START INFORMATION GIVEN

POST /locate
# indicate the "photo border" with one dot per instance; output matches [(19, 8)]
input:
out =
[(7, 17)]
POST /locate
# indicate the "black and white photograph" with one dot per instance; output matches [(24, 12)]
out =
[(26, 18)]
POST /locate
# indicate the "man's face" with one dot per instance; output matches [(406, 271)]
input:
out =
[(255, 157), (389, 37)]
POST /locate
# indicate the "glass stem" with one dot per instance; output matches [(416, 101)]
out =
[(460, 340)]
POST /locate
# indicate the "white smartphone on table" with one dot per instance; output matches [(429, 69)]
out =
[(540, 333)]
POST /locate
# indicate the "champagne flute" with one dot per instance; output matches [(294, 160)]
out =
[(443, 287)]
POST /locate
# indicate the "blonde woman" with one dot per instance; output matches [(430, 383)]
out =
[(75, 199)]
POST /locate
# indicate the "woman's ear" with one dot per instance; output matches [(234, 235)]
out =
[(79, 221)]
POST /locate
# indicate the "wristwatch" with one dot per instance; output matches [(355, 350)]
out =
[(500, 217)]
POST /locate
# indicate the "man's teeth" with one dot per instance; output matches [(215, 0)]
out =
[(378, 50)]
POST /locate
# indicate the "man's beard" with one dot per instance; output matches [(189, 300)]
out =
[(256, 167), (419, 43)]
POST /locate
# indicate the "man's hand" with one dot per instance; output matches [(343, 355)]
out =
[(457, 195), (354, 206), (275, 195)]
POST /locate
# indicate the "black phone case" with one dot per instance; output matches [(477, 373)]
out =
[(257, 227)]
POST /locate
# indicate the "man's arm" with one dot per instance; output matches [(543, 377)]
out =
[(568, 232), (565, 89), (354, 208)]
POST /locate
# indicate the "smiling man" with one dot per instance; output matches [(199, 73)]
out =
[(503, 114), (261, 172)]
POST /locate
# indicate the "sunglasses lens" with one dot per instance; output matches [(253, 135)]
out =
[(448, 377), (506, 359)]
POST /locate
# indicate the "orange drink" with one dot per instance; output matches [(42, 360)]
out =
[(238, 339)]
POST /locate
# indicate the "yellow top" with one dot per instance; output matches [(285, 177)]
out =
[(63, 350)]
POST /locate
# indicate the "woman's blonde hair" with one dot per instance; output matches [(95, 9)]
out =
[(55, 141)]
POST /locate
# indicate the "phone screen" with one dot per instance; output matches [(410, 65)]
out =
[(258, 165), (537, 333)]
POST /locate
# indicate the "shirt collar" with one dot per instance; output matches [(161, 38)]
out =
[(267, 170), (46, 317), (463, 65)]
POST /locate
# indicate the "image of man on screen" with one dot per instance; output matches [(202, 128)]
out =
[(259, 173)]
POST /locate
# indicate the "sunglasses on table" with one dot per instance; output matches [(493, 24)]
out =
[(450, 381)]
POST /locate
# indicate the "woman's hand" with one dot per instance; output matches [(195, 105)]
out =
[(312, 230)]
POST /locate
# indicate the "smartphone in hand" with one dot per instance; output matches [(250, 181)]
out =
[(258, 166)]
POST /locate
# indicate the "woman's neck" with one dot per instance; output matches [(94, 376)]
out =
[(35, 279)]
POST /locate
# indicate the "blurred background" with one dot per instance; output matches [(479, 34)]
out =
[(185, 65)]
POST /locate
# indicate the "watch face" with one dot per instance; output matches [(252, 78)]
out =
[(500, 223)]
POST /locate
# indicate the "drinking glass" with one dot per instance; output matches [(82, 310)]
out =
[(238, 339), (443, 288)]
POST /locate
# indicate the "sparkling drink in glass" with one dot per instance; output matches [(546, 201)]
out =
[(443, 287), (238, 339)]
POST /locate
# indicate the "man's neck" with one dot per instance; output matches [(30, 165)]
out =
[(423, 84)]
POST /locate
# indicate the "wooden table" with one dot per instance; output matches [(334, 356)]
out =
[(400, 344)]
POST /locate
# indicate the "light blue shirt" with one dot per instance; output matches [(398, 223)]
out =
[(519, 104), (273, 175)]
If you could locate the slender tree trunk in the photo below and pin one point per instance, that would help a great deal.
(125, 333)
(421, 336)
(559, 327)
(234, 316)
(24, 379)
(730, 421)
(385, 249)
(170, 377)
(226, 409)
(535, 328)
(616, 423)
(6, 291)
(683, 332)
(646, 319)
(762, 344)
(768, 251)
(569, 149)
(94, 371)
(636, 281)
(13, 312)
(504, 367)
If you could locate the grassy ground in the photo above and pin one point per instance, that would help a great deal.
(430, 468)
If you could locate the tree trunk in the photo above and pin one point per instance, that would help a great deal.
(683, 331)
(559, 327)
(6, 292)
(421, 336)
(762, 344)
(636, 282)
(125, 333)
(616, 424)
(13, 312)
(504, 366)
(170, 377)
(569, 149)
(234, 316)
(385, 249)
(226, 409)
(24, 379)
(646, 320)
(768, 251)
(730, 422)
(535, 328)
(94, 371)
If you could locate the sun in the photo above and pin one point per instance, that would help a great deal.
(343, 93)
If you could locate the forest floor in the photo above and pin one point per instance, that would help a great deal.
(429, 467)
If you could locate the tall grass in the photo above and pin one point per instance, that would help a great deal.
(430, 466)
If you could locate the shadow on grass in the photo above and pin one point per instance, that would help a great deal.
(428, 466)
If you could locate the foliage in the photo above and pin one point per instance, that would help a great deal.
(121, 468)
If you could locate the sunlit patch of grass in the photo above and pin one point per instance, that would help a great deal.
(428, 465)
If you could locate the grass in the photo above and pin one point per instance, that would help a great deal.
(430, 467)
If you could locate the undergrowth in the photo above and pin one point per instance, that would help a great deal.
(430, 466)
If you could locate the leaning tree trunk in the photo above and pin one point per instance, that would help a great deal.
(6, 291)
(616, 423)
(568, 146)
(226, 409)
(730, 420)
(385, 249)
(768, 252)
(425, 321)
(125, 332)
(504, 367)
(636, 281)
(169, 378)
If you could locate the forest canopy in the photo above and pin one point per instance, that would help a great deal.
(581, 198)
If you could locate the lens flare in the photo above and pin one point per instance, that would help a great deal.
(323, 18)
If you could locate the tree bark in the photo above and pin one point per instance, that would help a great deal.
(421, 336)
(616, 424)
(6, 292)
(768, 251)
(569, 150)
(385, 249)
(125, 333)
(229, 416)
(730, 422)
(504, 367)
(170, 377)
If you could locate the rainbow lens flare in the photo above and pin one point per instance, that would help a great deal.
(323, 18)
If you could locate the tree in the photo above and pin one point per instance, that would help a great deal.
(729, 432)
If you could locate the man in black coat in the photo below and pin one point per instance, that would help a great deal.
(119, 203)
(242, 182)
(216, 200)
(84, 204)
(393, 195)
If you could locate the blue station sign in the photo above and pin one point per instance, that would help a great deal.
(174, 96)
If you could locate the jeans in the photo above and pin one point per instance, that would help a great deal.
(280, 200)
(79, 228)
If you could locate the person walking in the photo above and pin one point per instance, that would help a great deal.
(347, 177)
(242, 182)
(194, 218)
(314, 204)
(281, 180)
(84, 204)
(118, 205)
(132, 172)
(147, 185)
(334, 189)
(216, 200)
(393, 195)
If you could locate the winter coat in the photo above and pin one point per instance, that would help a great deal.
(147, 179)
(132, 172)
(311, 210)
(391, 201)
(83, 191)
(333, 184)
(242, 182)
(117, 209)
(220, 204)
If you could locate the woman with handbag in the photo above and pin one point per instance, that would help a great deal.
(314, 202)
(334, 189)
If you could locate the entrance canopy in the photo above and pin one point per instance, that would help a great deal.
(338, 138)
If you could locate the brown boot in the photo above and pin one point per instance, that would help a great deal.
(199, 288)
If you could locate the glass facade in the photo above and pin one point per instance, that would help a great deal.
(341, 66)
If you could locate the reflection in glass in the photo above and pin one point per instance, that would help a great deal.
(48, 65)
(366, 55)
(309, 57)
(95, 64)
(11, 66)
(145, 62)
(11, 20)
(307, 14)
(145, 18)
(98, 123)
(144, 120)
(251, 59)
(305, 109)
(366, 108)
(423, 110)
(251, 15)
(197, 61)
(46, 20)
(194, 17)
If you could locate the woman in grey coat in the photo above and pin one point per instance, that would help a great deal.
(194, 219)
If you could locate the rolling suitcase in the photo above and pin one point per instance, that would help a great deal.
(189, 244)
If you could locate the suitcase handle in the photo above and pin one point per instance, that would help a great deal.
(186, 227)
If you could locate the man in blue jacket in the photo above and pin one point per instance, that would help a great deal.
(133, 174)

END INFORMATION GIVEN

## TASK PROMPT
Where a line of the entries contains the word "screen", copy that line.

## OUTPUT BELOW
# indicate the "phone screen" with one dot per instance; output matches [(410, 65)]
# indicate the "image of man on screen" with one dot per instance; output matches [(202, 128)]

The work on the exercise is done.